> [WHAT THIS TASK INVOLVES]
Could you rewrite all the rows below, swapping every "instance" for "occurrence" and leaving everything else unchanged?

--- Begin MATERIAL ---

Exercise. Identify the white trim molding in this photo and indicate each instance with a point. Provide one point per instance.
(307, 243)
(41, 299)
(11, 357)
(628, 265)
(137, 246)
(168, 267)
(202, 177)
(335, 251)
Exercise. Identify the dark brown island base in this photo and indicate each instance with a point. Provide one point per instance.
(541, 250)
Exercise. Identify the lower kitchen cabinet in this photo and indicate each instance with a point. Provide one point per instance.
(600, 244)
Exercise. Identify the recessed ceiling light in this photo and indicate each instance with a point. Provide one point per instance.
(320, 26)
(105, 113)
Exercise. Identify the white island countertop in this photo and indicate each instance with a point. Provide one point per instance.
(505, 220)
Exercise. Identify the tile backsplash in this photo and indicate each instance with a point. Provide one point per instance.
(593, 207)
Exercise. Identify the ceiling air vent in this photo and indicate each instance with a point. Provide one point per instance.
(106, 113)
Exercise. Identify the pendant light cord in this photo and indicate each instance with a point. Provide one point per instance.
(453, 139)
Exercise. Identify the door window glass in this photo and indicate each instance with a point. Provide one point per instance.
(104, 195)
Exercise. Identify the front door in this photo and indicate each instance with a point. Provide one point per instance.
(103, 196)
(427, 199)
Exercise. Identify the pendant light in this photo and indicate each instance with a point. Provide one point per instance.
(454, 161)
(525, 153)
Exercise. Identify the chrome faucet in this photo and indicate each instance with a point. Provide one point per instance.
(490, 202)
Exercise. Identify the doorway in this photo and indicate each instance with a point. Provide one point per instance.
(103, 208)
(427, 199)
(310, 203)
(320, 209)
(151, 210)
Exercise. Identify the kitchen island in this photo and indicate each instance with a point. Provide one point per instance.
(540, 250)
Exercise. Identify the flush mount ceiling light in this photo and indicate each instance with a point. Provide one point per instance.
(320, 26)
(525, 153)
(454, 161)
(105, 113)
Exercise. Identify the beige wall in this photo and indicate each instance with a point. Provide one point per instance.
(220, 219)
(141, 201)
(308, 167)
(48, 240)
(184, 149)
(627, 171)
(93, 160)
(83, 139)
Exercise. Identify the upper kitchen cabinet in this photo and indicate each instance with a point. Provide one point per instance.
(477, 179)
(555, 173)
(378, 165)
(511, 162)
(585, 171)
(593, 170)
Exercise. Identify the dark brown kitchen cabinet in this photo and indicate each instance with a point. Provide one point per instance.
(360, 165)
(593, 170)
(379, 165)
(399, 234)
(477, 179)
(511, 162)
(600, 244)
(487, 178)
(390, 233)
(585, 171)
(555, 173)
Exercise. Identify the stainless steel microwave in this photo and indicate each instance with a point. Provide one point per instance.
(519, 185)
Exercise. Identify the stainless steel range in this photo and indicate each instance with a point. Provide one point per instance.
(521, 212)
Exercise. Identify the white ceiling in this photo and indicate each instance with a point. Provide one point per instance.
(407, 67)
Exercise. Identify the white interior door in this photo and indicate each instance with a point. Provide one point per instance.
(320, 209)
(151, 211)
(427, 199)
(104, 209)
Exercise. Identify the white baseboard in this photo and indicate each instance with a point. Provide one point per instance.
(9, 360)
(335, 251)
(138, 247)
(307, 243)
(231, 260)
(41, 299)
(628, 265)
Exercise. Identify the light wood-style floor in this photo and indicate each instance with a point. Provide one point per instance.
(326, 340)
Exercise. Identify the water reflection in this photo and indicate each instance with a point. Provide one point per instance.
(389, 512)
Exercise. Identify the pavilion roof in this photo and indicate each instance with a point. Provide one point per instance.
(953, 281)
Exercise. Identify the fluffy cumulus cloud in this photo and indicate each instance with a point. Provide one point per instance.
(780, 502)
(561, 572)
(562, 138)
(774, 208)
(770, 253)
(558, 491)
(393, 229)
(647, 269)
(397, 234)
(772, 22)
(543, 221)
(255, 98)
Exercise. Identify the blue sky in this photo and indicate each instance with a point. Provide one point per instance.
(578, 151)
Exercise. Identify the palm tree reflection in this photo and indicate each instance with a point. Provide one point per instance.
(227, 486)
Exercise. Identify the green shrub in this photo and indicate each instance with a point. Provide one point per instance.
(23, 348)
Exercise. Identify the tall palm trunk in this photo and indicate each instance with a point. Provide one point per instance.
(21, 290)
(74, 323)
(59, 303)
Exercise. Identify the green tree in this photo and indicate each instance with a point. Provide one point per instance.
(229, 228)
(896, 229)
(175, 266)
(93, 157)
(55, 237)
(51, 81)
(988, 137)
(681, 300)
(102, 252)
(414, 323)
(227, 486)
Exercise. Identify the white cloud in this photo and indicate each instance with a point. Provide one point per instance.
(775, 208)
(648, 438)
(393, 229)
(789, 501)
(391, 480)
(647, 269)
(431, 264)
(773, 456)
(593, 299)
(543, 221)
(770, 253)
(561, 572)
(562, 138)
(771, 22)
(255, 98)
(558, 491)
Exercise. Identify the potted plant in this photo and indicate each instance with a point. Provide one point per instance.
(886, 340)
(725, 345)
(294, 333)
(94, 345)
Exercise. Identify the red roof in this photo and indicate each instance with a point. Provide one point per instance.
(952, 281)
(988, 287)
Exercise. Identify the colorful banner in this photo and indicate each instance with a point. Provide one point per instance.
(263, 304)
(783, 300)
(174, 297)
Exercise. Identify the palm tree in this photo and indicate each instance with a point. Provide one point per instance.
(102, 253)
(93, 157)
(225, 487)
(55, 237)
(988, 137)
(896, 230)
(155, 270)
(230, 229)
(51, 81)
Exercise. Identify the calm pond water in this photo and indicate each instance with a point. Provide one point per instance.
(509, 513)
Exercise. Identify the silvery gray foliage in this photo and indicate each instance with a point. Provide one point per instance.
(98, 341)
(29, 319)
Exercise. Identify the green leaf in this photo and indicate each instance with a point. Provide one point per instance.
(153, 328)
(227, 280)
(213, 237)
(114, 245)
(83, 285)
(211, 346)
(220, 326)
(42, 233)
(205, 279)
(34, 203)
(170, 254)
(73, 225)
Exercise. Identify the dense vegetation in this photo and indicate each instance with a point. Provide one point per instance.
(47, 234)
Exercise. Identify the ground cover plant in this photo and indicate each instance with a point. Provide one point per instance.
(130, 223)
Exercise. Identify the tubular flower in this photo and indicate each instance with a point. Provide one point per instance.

--- End MATERIAL ---

> [RESULT]
Exercise. Identify the white trim molding in this photo and indicate each occurrence with a point. Provide one point per occurrence.
(307, 243)
(41, 299)
(11, 357)
(628, 265)
(137, 246)
(168, 267)
(202, 177)
(335, 251)
Exercise. Identify the dark brown island base in this photo and indicate each occurrence with a point. Provide one point per occurrence.
(541, 250)
Exercise. Identify the lower kitchen cabinet in this photo and indicate each occurrence with a point. Provide one point per occurrence.
(600, 244)
Exercise. Identify the recessed ceiling light in this photo and indicate each occurrence with a point. Provide one point per occurrence.
(320, 26)
(105, 113)
Exercise. Identify the white island countertop in this photo and indicate each occurrence with a point. Provide one point per occurrence.
(505, 220)
Exercise. Identify the tile backsplash in this photo and indicate each occurrence with a point. Provide one point per occurrence.
(593, 207)
Exercise. Identify the ceiling air vent in this photo and indicate each occurrence with a point. Provide one point per occurrence.
(106, 113)
Exercise. Identify the pendant light cord in this photo and indicate each occurrence with a point. Provide one point per occurrence.
(453, 139)
Exercise. Identify the door window glass in this photo and indicate each occurrence with a point. Provide one point per occurrence.
(104, 195)
Exercise. Identify the front door in this photo and indicate each occurrence with a point. Provide one point per occurrence.
(103, 196)
(427, 199)
Exercise. Identify the pendant light in this photo and indicate each occurrence with a point. Provide one point per occurrence.
(454, 161)
(525, 153)
Exercise. Identify the chrome faucet in this photo and indicate each occurrence with a point. Provide one point per occurrence.
(490, 202)
Exercise. Identify the doorway in this photo and indicate each occurrence with a point. Provide one point per occurrence.
(103, 208)
(427, 199)
(310, 203)
(320, 209)
(151, 210)
Exercise. Identify the kitchen island in this photo and indicate each occurrence with a point. Provide one point per occurrence.
(540, 250)
Exercise. Identify the flush mount ceiling light in this photo and indicate each occurrence with a point. Provide one point per occurrence.
(320, 26)
(525, 153)
(454, 161)
(105, 113)
Exercise. Identify the beige wall in this photo and indicate each occurrence with a point. Provide one point per occurrence.
(220, 219)
(141, 201)
(308, 167)
(48, 240)
(184, 149)
(627, 171)
(93, 160)
(83, 139)
Exercise. Identify the upper kitchen cabinet in this photo and indicate each occurrence with a point. Provide one point per occurrence.
(477, 179)
(555, 173)
(378, 165)
(511, 162)
(585, 171)
(593, 170)
Exercise. Identify the dark brown kitchen cabinet in this photo and indicate each occurrence with a point. Provide one point per occurrence.
(360, 165)
(593, 170)
(379, 165)
(399, 234)
(477, 179)
(511, 162)
(600, 244)
(487, 178)
(390, 233)
(585, 171)
(555, 173)
Exercise. Identify the stainless steel microwave in this photo and indicate each occurrence with a point. Provide one point per occurrence.
(519, 185)
Exercise. Identify the stainless steel range in this photo and indicate each occurrence with a point. Provide one point per occurrence.
(521, 212)
Exercise. Identify the white ceiling in this photo and indicate each occurrence with a point. Provide one point per occurrence.
(407, 67)
Exercise. Identify the white interior door in this photo and indicate each occurrence with a point. Provide one point per occurrence.
(320, 209)
(151, 211)
(427, 199)
(104, 209)
Exercise. Identify the white baseboard in this photo and indicate each occurrence with a point. Provide one point per occurrence.
(9, 360)
(335, 251)
(138, 247)
(307, 243)
(231, 260)
(41, 299)
(628, 265)
Exercise. Identify the light wood-style floor in this photo and indicate each occurrence with a point. Provide one point per occurrence.
(326, 340)
Exercise. Identify the water reflection in this photo and indicate each occurrence with a point. Provide one point per occurrence.
(389, 512)
Exercise. Identify the pavilion roof in this photo and indicate each occurrence with a point. Provide one point per occurrence.
(953, 281)
Exercise. Identify the fluffy cumulus cloud in this photo and indicate each occurrence with a point. Provide one point per occurrence.
(780, 502)
(561, 572)
(562, 138)
(774, 208)
(770, 253)
(558, 491)
(393, 229)
(647, 269)
(397, 234)
(772, 22)
(543, 221)
(255, 98)
Exercise. Identify the blue sky in this photo and indicate each occurrence with a point. Provide one point per occurrence.
(578, 151)
Exercise. Identify the palm tree reflection in this photo and indicate each occurrence with a point. Provide one point per occurrence.
(227, 486)
Exercise. Identify the green shrub in this photo and indicate each occurrence with a point. Provide one point per occurrence.
(23, 348)
Exercise. Identify the tall palm trunk in this photo and indicate each occurrence with a point. Provide one point per occurrence.
(21, 290)
(74, 323)
(59, 303)
Exercise. Identify the green tree in this photo and indicate each occurrence with a point. Provide one point per occurrence.
(229, 228)
(896, 229)
(175, 266)
(93, 157)
(55, 237)
(51, 81)
(988, 137)
(681, 300)
(102, 252)
(414, 323)
(227, 486)
Exercise. Identify the white cloud in this photo and indicate each occurrence with a point. Provide one point per occurrence.
(775, 208)
(648, 438)
(393, 229)
(789, 501)
(391, 480)
(647, 269)
(431, 264)
(773, 456)
(593, 299)
(543, 221)
(770, 253)
(561, 572)
(562, 138)
(771, 22)
(255, 98)
(558, 491)
Exercise. Identify the potted plant in this photo and indicate each occurrence with a point. Provide one point per occurrence.
(886, 340)
(725, 345)
(294, 333)
(94, 345)
Exercise. Identify the red roof in this photo and indicate each occurrence with a point. Provide one point per occurrence.
(952, 281)
(988, 287)
Exercise. Identify the colorful banner in this photo and indicate each occurrence with a point. Provide one point per occurrence.
(263, 304)
(783, 300)
(174, 297)
Exercise. Identify the palm tree in this photo and indicate each occurrence with a point. Provide one point per occurrence.
(102, 253)
(93, 157)
(225, 487)
(55, 237)
(988, 137)
(896, 230)
(155, 270)
(230, 229)
(51, 81)
Exercise. Identify the calm pond water in this photo and indicate each occurrence with a point. Provide one point per occurrence.
(509, 513)
Exercise. Identify the silvery gray foliage in this photo and indicate each occurrence with a point. Provide one point per occurrence.
(98, 341)
(29, 319)
Exercise. Identify the green leaf in this photo and indicate each occurrence with a point. Provide one point per occurrence.
(153, 328)
(227, 280)
(213, 237)
(114, 245)
(83, 285)
(211, 346)
(220, 326)
(42, 233)
(205, 279)
(34, 203)
(170, 254)
(73, 225)
Exercise. Identify the dense vegetation in this photo and indicate each occurrence with a point. Provide one point per occurrence.
(47, 234)
Exercise. Identify the ground cover plant in this photo and indicate each occurrence with a point. Provide one point per occurrence.
(130, 223)
Exercise. Identify the tubular flower in this photo and indicate each occurrence with a point. Provide one point per occurrence.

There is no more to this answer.